Exercise objective - Go through the listing and set it down exactly, leaving out its pictures.

Stored records -

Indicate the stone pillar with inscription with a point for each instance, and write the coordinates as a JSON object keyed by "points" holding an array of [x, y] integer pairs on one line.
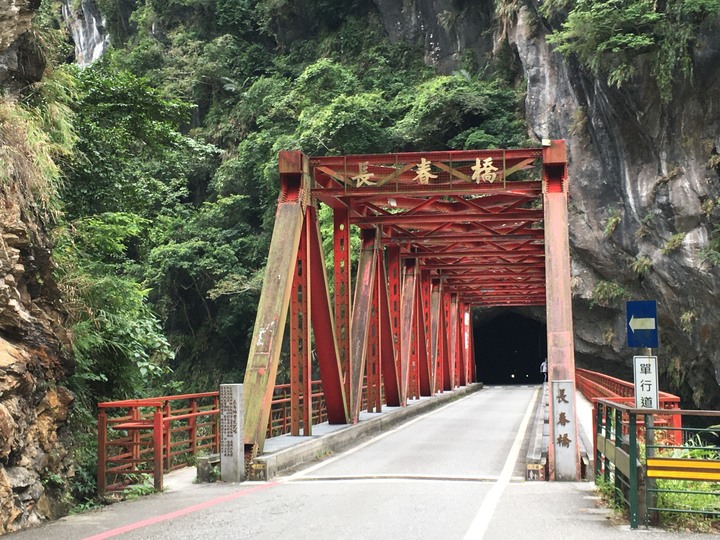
{"points": [[232, 455], [564, 430]]}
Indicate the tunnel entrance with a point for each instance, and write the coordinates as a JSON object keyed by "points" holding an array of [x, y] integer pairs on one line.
{"points": [[509, 349]]}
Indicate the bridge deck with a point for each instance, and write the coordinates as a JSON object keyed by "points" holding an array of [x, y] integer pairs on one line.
{"points": [[407, 482]]}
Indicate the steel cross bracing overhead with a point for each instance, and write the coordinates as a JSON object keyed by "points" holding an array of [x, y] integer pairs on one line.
{"points": [[440, 232]]}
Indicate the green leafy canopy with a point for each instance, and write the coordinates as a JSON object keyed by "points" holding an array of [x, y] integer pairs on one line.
{"points": [[611, 36]]}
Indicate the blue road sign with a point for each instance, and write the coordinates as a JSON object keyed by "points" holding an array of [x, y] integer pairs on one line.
{"points": [[642, 323]]}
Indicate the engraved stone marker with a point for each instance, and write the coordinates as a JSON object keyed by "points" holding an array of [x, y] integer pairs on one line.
{"points": [[232, 458]]}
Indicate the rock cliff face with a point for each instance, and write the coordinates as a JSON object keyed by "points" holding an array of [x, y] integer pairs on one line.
{"points": [[20, 63], [642, 184], [87, 29], [34, 461]]}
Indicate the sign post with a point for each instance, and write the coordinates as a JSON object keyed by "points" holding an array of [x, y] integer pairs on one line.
{"points": [[646, 385], [642, 328]]}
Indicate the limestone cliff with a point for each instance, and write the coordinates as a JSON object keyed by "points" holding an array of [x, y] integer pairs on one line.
{"points": [[34, 461], [644, 185]]}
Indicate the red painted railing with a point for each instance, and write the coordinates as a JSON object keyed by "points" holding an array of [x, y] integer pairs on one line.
{"points": [[594, 386], [152, 436], [157, 435], [281, 412]]}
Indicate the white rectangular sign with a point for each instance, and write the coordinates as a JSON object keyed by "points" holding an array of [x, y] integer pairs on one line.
{"points": [[646, 386]]}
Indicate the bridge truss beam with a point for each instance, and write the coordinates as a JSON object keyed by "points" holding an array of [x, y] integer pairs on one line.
{"points": [[440, 233]]}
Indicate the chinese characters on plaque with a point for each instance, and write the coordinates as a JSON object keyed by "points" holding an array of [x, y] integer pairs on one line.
{"points": [[232, 458], [564, 429], [483, 171], [228, 421], [646, 386]]}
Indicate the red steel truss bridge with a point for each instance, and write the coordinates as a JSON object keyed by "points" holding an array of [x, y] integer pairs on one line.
{"points": [[440, 233]]}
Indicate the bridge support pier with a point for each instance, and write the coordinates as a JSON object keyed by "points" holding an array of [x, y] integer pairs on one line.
{"points": [[563, 447]]}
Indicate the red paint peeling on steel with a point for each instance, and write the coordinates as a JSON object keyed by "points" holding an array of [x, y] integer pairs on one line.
{"points": [[450, 244]]}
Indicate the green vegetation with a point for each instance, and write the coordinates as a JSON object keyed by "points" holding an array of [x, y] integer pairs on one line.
{"points": [[613, 38], [673, 243], [156, 169], [690, 497], [607, 292], [687, 320], [641, 266], [612, 221], [644, 228]]}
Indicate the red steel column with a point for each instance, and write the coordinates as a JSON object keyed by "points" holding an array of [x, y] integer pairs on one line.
{"points": [[323, 328], [373, 372], [394, 288], [423, 342], [436, 336], [448, 381], [300, 358], [407, 317], [360, 320], [453, 340], [462, 337], [272, 310], [388, 350], [473, 366], [342, 293], [564, 460], [102, 451]]}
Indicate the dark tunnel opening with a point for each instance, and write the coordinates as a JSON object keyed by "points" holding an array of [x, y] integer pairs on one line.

Result -
Indicate the stone pillar with inscription with a point for each instance, and write the coordinates as a JSON object keyed by "points" holding an array of [x, y] integer pairs on one line.
{"points": [[232, 455], [564, 430]]}
Indicate the tunnel entrance with a point for each instance, and write the coordinates as a JSON object keyed by "points" holding an array of [x, y] integer pairs on one line.
{"points": [[509, 349]]}
Indicate the bridge deck with a point for each instance, and write the coordinates as a JSON object keyed by "points" holding an array of [x, y] integer pairs on one line.
{"points": [[407, 482]]}
Indicate the steel cross bracing overhead with a point for each instance, and write the coordinates as a JSON object keyed by "points" holding an array of [x, y] integer pairs on one line.
{"points": [[440, 232]]}
Indicate the green leafy canopy with a point for each instance, and write the coordinates as a JSON object keyed by "points" holding an array of [x, y] integer pairs on one line.
{"points": [[611, 36]]}
Indicate the blue road sign with a point for each instance, and write the coordinates as a JSON object keyed by "points" holding an array of [x, y] integer pairs on one line.
{"points": [[642, 323]]}
Indicate the engraved stone marker with a point for each instance, and write the coordinates as a JSON object keyed by "points" holding an array of [x, y] integer pairs on one line.
{"points": [[232, 458]]}
Indicate the rock cliff face with a point for each instance, and write the coordinates as a JSON object keyed by "points" holding an array of [x, y] integer pairs on one line.
{"points": [[20, 63], [642, 184], [87, 29], [34, 461]]}
Indicate the sign post with a point for each instance, and write the coordinates as a JSON object keyed by "points" holding an array of [x, y] integer pairs on one line.
{"points": [[646, 385], [642, 328]]}
Indicate the limestone cliff with a point for each instance, and write the coordinates as a JSON object keyed by "points" holding an array of [x, y] integer pairs on one line.
{"points": [[34, 461], [644, 185]]}
Indicate the red painted railing with a point for each instance, and write the coordinates as a JSON object keyed by "points" holding an array of [x, y] integer pairs on one line.
{"points": [[594, 386], [152, 436], [157, 435], [281, 412]]}
Indicate the white rectangular sign with a point for each instance, and write the coordinates as a JSON object keyed by "points" holding an array of [x, y] integer pairs on one line.
{"points": [[646, 386]]}
Indicate the bridge truss beam with a point for each instance, and write the coordinates as a JSON object keyed by "points" holding an array of [x, y] integer pairs on one line.
{"points": [[440, 233]]}
Indicate the chinese characters on plaque with a point for each instance, and write the coordinates as a JSON object keyed by "points" holding an array of [x, y] integer pairs on one line.
{"points": [[232, 458], [564, 429], [483, 171], [228, 421], [646, 386]]}
Indicate the red steel truss bridge with a point for each instance, and write the coordinates as a JSON object keyed by "points" holding an array of [x, y] integer pairs on one line.
{"points": [[440, 233]]}
Indicate the bridge support pier with a point for each instance, and write the coordinates as a JSON object keyed by "points" holding an array of [x, y] integer pairs on one line.
{"points": [[563, 447]]}
Indicate the red paint peeling on steel with a point for each instance, and write the coordinates as a JSON object keyed by "points" holding an array of [x, y] integer pairs on one line.
{"points": [[450, 244]]}
Indicate the green vegetation with a point for each instance, and write the coordinates as a JSON object keyed by "points" holding an array of [x, y] integer pairs on one line.
{"points": [[613, 38], [673, 243], [156, 169], [690, 497], [607, 292], [687, 320], [641, 266], [612, 221], [644, 228]]}
Indicate the red steel column with a point for each instance, and write the coordinates as a JSON object keyed by "points" holding an array of [x, y] integer pairs on one line.
{"points": [[323, 328], [373, 372], [394, 288], [423, 342], [436, 336], [448, 381], [300, 358], [407, 317], [360, 320], [453, 340], [462, 337], [272, 310], [388, 350], [473, 366], [342, 293], [564, 460], [102, 451]]}
Indicate the dark tunnel opening with a point for each instance, and write the coordinates as a JSON object keyed by "points" holding an array of [x, y] integer pairs on one line.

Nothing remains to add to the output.